→ Anforderungen
Schreiben Sie bitte Zeilen aus der Auflistung unten wortgetreu ab, beginnend mit der Zeile, die „contains black trousers.“ enthält, und endend mit der Zeile, die „245, 73, 268, 153“ enthält, beide eingeschlossen.

--- Gezeigte Daten ---

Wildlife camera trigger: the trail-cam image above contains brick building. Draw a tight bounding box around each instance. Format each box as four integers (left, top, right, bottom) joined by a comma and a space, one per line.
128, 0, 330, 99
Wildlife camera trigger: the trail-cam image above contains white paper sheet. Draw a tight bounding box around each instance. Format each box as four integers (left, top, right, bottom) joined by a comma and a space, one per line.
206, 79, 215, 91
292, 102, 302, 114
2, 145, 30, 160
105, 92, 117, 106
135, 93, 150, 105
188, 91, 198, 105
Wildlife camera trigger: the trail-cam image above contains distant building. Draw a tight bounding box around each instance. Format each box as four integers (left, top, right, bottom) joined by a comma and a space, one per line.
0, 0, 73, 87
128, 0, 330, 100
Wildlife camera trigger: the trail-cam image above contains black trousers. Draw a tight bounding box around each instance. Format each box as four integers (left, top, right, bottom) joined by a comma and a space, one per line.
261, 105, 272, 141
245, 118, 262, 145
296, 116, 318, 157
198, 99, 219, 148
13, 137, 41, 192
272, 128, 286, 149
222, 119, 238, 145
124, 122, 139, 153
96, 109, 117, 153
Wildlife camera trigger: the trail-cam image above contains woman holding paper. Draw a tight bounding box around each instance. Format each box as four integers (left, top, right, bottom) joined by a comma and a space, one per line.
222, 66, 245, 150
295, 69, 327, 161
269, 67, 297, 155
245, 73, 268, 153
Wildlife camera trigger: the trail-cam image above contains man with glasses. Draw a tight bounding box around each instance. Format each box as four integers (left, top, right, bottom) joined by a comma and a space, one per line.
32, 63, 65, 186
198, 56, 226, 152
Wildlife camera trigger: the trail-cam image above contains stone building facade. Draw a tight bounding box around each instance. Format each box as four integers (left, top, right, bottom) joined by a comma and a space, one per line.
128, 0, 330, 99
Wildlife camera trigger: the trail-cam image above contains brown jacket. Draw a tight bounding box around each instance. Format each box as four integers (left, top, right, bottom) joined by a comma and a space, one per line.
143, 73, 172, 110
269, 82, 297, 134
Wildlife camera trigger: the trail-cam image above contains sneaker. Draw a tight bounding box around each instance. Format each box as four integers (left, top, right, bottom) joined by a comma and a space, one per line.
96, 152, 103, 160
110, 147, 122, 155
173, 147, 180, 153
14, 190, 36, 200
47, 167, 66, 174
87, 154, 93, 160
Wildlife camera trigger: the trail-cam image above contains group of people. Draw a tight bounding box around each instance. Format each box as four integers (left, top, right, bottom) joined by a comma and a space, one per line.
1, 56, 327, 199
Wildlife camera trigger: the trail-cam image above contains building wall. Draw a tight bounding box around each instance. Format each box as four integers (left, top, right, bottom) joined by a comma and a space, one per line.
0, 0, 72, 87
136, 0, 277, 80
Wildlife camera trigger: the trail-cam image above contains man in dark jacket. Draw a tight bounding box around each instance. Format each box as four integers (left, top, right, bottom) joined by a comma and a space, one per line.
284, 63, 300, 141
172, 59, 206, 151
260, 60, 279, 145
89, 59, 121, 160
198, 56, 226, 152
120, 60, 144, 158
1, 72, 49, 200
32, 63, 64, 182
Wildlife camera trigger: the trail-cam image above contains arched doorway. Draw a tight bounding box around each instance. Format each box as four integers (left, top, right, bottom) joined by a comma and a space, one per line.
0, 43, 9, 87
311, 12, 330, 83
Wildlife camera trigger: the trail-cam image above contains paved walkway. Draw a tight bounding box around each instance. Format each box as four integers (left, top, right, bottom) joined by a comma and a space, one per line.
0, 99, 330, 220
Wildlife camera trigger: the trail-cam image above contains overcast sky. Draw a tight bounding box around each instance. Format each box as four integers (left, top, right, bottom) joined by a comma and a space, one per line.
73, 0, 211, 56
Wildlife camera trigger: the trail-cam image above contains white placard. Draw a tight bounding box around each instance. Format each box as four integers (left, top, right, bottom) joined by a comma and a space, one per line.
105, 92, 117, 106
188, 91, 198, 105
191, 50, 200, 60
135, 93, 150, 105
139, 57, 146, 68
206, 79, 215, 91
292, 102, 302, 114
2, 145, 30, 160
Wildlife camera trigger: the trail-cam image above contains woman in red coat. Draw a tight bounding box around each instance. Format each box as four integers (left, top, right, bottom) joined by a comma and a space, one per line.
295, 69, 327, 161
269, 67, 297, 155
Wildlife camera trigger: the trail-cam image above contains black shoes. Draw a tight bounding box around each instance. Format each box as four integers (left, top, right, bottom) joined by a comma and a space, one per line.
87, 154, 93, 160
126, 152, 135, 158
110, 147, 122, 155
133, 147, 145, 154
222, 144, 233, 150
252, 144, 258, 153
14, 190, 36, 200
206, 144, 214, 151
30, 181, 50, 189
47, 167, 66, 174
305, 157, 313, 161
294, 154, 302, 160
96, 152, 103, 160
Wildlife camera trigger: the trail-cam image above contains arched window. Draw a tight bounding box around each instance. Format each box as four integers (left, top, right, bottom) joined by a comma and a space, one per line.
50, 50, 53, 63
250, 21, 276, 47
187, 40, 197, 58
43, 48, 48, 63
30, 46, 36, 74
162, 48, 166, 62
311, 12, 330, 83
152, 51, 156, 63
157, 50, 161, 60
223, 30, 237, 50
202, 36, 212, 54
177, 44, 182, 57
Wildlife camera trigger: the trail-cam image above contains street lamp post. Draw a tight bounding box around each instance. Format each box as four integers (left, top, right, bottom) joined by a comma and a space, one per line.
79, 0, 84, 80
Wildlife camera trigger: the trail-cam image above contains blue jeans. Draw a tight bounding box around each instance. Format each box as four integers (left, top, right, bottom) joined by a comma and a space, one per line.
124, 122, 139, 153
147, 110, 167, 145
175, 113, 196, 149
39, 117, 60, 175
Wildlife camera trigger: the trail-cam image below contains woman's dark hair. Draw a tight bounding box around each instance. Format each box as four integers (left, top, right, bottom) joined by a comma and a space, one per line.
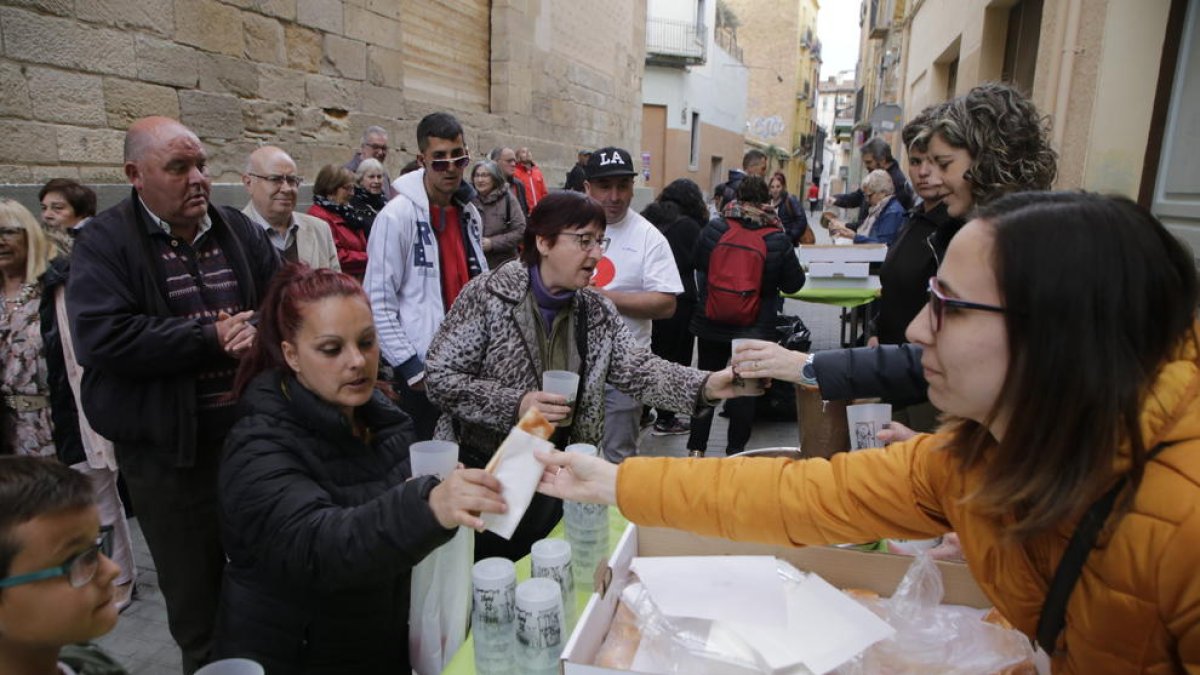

---

→ Antwort folgt
Wildlife camera trigger: the trail-cam image above contains black trousers. Draw a tight bounding box around each instance. Format each box as four integers (left, top, right, bottom) joined by a comma and a space, one per line.
261, 105, 272, 141
245, 118, 262, 145
296, 116, 318, 157
198, 99, 219, 148
13, 137, 41, 192
272, 128, 286, 149
222, 119, 238, 145
124, 122, 139, 153
96, 109, 117, 153
Wildlife camera trigger: the trail-cam image above contains woman holding paper. Draw a tight bounding box around each instance. Format each box as four integers (left, top, right, bottom) joined by a comma and a space, one per line.
222, 66, 245, 150
295, 69, 327, 161
269, 67, 297, 155
245, 73, 268, 153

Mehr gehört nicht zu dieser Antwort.